# Provided data
↓
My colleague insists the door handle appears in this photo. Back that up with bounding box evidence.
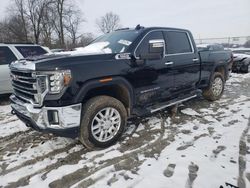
[193,58,199,62]
[165,62,174,65]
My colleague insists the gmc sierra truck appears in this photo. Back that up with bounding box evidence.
[10,26,232,149]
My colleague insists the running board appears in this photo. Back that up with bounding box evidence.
[149,95,197,113]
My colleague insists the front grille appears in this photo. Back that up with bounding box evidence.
[11,70,38,104]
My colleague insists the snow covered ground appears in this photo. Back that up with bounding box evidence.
[0,73,250,188]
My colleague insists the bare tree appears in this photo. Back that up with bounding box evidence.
[96,12,121,34]
[7,0,30,42]
[25,0,52,44]
[0,20,11,43]
[10,0,53,44]
[51,0,66,47]
[0,15,31,43]
[79,33,94,47]
[65,7,83,46]
[2,0,85,48]
[40,4,54,47]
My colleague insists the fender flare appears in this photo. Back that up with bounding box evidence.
[210,62,228,82]
[74,76,135,107]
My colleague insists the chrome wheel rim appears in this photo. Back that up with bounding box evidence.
[91,107,121,143]
[212,77,223,96]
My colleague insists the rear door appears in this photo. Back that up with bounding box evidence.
[0,46,17,94]
[164,31,200,92]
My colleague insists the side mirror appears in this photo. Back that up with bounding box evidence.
[149,39,165,54]
[140,39,165,61]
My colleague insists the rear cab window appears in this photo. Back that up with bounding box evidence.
[0,46,17,65]
[211,45,224,51]
[15,46,47,58]
[164,31,193,55]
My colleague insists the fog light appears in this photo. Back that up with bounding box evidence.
[48,110,59,125]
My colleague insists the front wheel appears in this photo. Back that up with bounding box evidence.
[202,72,225,101]
[79,96,127,149]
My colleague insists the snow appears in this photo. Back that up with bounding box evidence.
[196,43,211,48]
[0,73,250,188]
[181,108,200,116]
[0,105,29,138]
[56,42,112,56]
[73,42,112,54]
[233,53,250,58]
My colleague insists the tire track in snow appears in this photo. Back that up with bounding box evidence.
[0,142,78,176]
[0,129,33,146]
[0,133,74,170]
[22,116,176,188]
[237,117,250,188]
[1,73,250,187]
[2,146,87,188]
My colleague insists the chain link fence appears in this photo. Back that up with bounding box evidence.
[195,36,250,48]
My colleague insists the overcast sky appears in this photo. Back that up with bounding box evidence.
[1,0,249,39]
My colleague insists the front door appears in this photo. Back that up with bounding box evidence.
[127,31,174,106]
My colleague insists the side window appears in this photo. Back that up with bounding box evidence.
[0,47,17,65]
[164,31,192,54]
[136,31,164,56]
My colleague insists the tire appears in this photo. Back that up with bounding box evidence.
[202,72,225,101]
[242,64,250,73]
[79,96,127,149]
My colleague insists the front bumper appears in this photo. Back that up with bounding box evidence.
[10,95,81,138]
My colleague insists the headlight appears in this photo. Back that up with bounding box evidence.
[48,70,72,94]
[31,70,71,106]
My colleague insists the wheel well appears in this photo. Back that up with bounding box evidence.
[214,66,226,80]
[84,85,131,115]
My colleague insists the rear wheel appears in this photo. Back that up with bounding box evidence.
[79,96,127,149]
[202,72,225,101]
[242,63,250,73]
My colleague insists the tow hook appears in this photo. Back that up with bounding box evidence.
[11,110,16,115]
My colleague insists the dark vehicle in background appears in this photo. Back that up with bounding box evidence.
[231,48,250,55]
[197,43,225,51]
[10,26,232,149]
[0,44,50,94]
[231,48,250,73]
[197,43,233,72]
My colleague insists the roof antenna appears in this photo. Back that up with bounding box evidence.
[135,24,144,30]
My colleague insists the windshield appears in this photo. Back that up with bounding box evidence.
[15,46,48,58]
[80,30,141,54]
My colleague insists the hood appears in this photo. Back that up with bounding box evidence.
[10,52,118,72]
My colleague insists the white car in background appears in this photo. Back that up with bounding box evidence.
[0,44,50,94]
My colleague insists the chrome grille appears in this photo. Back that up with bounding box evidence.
[11,70,38,104]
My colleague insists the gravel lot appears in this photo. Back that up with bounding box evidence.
[0,73,250,188]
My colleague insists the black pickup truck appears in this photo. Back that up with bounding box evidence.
[10,25,232,149]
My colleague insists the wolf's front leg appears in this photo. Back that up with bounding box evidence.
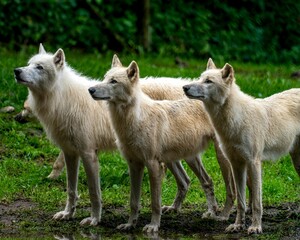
[53,153,80,221]
[162,161,190,213]
[225,160,247,233]
[142,160,164,233]
[117,160,144,230]
[80,151,101,226]
[247,159,262,234]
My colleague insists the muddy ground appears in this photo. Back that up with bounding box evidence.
[0,199,299,239]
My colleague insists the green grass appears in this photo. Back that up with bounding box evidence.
[0,47,299,216]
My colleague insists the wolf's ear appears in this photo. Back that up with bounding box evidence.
[221,63,234,84]
[127,61,139,83]
[206,58,217,70]
[53,49,65,69]
[112,54,122,68]
[39,43,46,54]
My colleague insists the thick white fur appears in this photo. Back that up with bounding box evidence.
[89,58,234,232]
[14,47,233,227]
[15,45,113,226]
[19,76,191,179]
[183,58,300,234]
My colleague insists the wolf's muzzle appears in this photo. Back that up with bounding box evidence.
[88,87,96,95]
[183,85,190,93]
[14,68,22,78]
[14,68,24,82]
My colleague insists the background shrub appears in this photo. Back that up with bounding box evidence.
[0,0,299,63]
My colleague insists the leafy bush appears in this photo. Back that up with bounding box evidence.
↑
Transcribe every line in the entries above, taking out only the images.

My colleague insists the door handle appears in this photo. Back that up with bounding box evidence.
[193,58,199,62]
[165,62,174,65]
My colleague insists the gmc sierra truck appears in this photo. Back that up with bounding box evidence.
[10,26,232,149]
My colleague insists the running board appears in this photo. Back that up with bounding box evidence.
[149,95,197,113]
My colleague insists the front grille appears in this photo. Back that up with bounding box evidence.
[11,70,38,104]
My colleague insists the snow covered ground appears in this photo. Back that up with bounding box evidence.
[0,73,250,188]
My colleague insists the bare tree appears in this photo. Back that up with bounding box evidence.
[96,12,121,34]
[7,0,30,42]
[25,0,52,44]
[0,20,11,43]
[10,0,53,44]
[51,0,66,47]
[0,15,31,43]
[79,33,94,47]
[65,7,83,46]
[2,0,85,48]
[40,4,54,47]
My colleague insists the fender flare appears in this photo. Back that up with bounding box evidence.
[210,62,228,82]
[74,76,135,107]
My colleague insists the chrome wheel rim appears in this photo. Back that up with bounding box evidence.
[91,107,121,143]
[212,77,223,96]
My colleague insists the rear door appears in this photo. Back that up with bounding box evidence.
[0,46,17,94]
[164,31,200,92]
My colleague insists the side mirror appears in this photo. Back that up with bounding box evidence.
[149,39,165,54]
[140,39,165,61]
My colleague insists the rear cab window appears in this photo. Back that up with bounding box evidence.
[0,46,17,65]
[211,45,224,51]
[15,46,47,58]
[164,31,193,55]
My colleague insists the fog light appears in this photo. Back that up with bounding box evidence.
[48,110,59,125]
My colleague insists the front wheel appears in this photo. Back that up with bounding box evidence.
[202,72,225,101]
[79,96,127,149]
My colleague insists the snow appears in this photo. Back that up with bounding box evidence.
[196,43,211,48]
[0,73,250,188]
[181,108,200,116]
[0,105,29,138]
[56,42,112,56]
[73,42,112,54]
[233,53,250,58]
My colleague insists the tire track in snow appears in this photo. Back that up with bounding box evidence.
[0,142,78,176]
[0,129,33,146]
[0,133,74,170]
[22,116,176,188]
[237,117,250,188]
[1,73,250,187]
[2,146,87,188]
My colleague insists the chain link fence appears in this photo. Back that up with bounding box evidence.
[195,36,250,48]
My colleague insists the overcast sky appears in this photo. Back that up with bounding box evidence.
[1,0,249,39]
My colleague insists the front door appears in this photo. Back that up with bounding box evidence.
[127,31,174,106]
My colleague insists the side window appears in this photo. Back that up with bounding box evidence.
[0,47,17,65]
[164,31,192,54]
[136,31,164,56]
My colleague insists the tire appears in this photo. Back that up with bounding box evidence.
[202,72,225,101]
[242,64,250,73]
[79,96,127,149]
My colleague insists the front bumper appears in this photo. Back that up with bounding box evidence.
[10,95,81,138]
My colleague insists the headlight appears in this photo. Back that up with bounding box evidence.
[48,70,72,94]
[31,70,71,106]
My colleague insists the wheel well appears in this photo. Back that up with bounding box evidence.
[214,66,226,80]
[84,85,131,115]
My colleague insists the rear wheel appears in this photo. Back that up with bounding box evidence.
[79,96,127,149]
[202,72,225,101]
[242,63,250,73]
My colleague insists the tow hook appears in this photo. Back that up with bounding box evidence.
[11,110,16,115]
My colleague insists the dark vehicle in background appears in this photo. Back that up with bounding box evidence.
[231,48,250,55]
[197,43,225,51]
[10,26,232,149]
[0,44,50,94]
[231,48,250,73]
[197,43,233,72]
My colleague insists the roof antenna appears in this photo. Back that up with bounding box evidence.
[135,24,144,30]
My colleague insists the windshield appears in this photo. Back that up with bounding box evidence.
[15,46,48,58]
[80,30,141,54]
My colleague insists the hood appears in this photo. Back that up with bounding box evidence.
[10,52,118,72]
My colleague insists the white car in background appears in this photo. Back that up with bounding box evidence.
[0,44,50,94]
My colleague insists the chrome grille appears in this photo. Back that up with bounding box evidence.
[11,70,38,104]
My colleague insists the gravel lot appears in this photo. Back that up with bounding box evidence.
[0,73,250,188]
My colleague insists the black pickup truck appears in this photo. Back that up with bounding box evidence.
[10,25,232,149]
My colleague insists the wolf's front leg appears in this photo. Back that up with bounding box evidence.
[53,153,80,221]
[162,161,190,213]
[225,160,247,233]
[142,160,164,233]
[117,160,144,230]
[80,151,101,226]
[247,159,262,234]
My colleague insists the muddy ground appears in this photo. Back that up with bounding box evidence.
[0,199,299,239]
My colleague insists the green grass appears in this photo. Back that up with bounding box evidence.
[0,47,299,216]
My colleague insists the wolf's ear appears in this photo. Back that up with bounding box evidence.
[221,63,234,84]
[127,61,139,83]
[206,58,217,70]
[53,49,65,69]
[112,54,122,68]
[39,43,46,54]
My colleague insists the thick white fur appears in this photo. Back that up with bounding box evidence.
[89,58,234,232]
[14,47,233,227]
[15,45,113,226]
[19,76,191,179]
[183,58,300,234]
My colleague insists the wolf's muzzle appears in this photo. Back that up with bounding box evidence.
[88,87,96,95]
[183,85,190,93]
[14,68,22,78]
[14,68,24,82]
My colleague insists the background shrub appears in this photo. Back that up with bounding box evidence.
[0,0,299,63]
My colleague insists the leafy bush appears in this photo. Back that up with bounding box evidence.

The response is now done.